> [Task brief] Your answer should be the lines from the one containing "of the wooden" through the final line below, copied exactly.

<<<<

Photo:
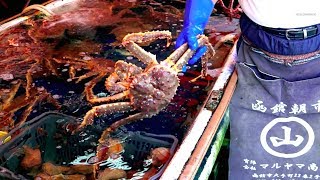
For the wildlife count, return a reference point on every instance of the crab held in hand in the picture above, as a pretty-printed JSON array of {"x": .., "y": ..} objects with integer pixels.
[{"x": 148, "y": 90}]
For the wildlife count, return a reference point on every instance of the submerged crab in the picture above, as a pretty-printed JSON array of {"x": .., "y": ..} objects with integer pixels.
[{"x": 149, "y": 90}]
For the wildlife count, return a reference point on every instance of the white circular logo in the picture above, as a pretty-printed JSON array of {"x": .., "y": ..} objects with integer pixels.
[{"x": 286, "y": 141}]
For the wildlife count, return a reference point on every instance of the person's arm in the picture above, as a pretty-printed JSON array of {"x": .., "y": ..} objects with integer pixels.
[{"x": 196, "y": 17}]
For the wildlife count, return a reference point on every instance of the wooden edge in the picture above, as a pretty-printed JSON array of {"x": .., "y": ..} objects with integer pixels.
[{"x": 203, "y": 145}]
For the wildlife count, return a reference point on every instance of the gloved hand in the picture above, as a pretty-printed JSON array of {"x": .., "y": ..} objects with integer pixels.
[{"x": 196, "y": 16}]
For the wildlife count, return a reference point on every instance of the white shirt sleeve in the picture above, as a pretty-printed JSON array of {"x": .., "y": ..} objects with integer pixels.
[{"x": 282, "y": 13}]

>>>>

> [The answer]
For the wildlife count, return a reference point on every instance of the wooden edge in the picture above, as a pretty-printed JSON array of {"x": .., "y": ..} objects with integer pixels.
[{"x": 203, "y": 145}]
For the wildlife count, return a reference point on every instance of the gloved hand in the picture above, as a pretty-printed JSON array of {"x": .., "y": ..} objects with integer pixels.
[{"x": 196, "y": 16}]
For the wildlife count, return a reference point on every instance of the white shirt sleeve in the picture above, as a pretty-printed JSON array of {"x": .., "y": ..} objects with integer pixels.
[{"x": 282, "y": 13}]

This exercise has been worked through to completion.